Data for this task START

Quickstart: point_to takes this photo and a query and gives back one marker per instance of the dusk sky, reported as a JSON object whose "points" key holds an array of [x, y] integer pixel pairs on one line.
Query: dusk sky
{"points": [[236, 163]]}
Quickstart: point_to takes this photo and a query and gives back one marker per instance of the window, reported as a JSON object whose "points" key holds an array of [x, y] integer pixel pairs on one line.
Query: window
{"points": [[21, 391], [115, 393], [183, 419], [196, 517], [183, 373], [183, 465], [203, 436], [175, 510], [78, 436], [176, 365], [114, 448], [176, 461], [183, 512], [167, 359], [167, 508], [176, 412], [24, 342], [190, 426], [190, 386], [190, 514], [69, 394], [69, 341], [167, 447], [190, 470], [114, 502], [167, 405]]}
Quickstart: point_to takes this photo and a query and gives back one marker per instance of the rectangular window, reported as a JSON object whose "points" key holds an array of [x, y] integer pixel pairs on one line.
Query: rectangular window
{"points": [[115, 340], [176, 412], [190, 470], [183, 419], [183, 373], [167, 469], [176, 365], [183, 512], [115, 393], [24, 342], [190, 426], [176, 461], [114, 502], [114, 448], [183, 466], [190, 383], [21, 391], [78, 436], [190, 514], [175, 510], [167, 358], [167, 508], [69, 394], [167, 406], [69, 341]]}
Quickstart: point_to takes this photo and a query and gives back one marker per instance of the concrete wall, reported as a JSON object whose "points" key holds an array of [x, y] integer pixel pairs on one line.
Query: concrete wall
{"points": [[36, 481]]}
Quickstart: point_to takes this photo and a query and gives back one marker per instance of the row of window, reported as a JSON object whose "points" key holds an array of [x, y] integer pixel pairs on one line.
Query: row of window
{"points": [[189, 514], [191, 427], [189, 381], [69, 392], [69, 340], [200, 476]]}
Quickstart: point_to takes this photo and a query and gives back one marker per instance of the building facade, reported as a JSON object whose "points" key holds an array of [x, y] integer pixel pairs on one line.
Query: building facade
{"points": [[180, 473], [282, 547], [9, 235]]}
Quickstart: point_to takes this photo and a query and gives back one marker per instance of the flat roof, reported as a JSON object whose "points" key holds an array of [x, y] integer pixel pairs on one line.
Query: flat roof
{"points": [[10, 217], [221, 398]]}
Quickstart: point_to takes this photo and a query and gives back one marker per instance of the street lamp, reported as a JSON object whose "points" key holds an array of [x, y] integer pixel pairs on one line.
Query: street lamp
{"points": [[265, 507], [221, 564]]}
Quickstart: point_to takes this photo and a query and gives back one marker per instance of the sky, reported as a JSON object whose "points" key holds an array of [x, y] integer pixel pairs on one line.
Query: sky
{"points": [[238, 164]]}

Data for this task END

◆ **Exercise aim**
Exactly as they appear above, write out all of the lines.

◆ **Result of the exercise**
Quickstart: point_to takes this photo and a query and gives back one marker per instance of the dusk sky, reported as a JSON object whose "points" key holds an array of [x, y] integer pixel pairs on one line.
Query: dusk sky
{"points": [[236, 163]]}
Quickstart: point_to takes this photo and a query and gives back one marker per instance of the window, reported as a JSON object whose "points" key holds an array of [x, y] integer pixel pairs on one line.
Query: window
{"points": [[21, 391], [115, 393], [183, 419], [196, 517], [183, 373], [183, 465], [203, 436], [175, 510], [78, 436], [176, 365], [114, 448], [176, 461], [183, 512], [167, 359], [167, 508], [176, 412], [24, 342], [190, 426], [190, 386], [190, 514], [69, 394], [69, 341], [167, 447], [190, 470], [114, 502], [167, 405]]}
Quickstart: point_to takes this photo and a query and gives back one marker per instance of the rectangular window, reported as a JSON object whose "points" key holds an array of [x, y] integer pixel pairs on one line.
Query: rectangular window
{"points": [[115, 340], [176, 412], [190, 470], [183, 419], [183, 373], [167, 469], [176, 365], [183, 512], [115, 393], [24, 342], [190, 426], [176, 461], [114, 502], [114, 448], [183, 466], [190, 383], [21, 391], [78, 436], [190, 514], [175, 510], [167, 358], [167, 508], [69, 394], [167, 406], [69, 341]]}
Quickstart: point_to takes this photo and a query and gives back one marker per instance of the concrete wall, reported as a JSON object whose "points" key holds an array of [x, y] integer pixel pairs on one line.
Query: concrete wall
{"points": [[36, 481]]}
Quickstart: point_to takes this photo and a query and gives back one marker per instance of the row of window, reported as a JSON object whose "points" key holds an array of [x, y] integer pixel pairs on one line.
Query: row of window
{"points": [[189, 514], [191, 427], [189, 381], [69, 392], [69, 340], [200, 476]]}
Quickstart: point_to takes this photo and a query and gives back one marker per instance of the building facade, reported as a JSON object whose "points" key holds an array of [x, y] integer pixel pairs on one line.
Query: building facade
{"points": [[180, 473], [282, 547], [9, 235]]}
Quickstart: point_to takes this photo and a query and gives back one marker per instance of the flat roof, reported as a JSON object whose "points" key holds an array of [x, y] integer pixel pairs on one line.
Query: flat roof
{"points": [[10, 217], [221, 398]]}
Quickstart: point_to takes this photo and a query and gives back one marker per instance of the street lamp, reported as a JSON object whose "points" key holds an array of [x, y] integer pixel pairs on one line.
Query: street lamp
{"points": [[265, 507], [221, 564]]}
Quickstart: point_to takes this photo and a query and gives back one marker per instance of the sky, reported as a JSON object whose "points" key holds an array of [x, y] integer pixel pairs on one line.
Query: sky
{"points": [[238, 164]]}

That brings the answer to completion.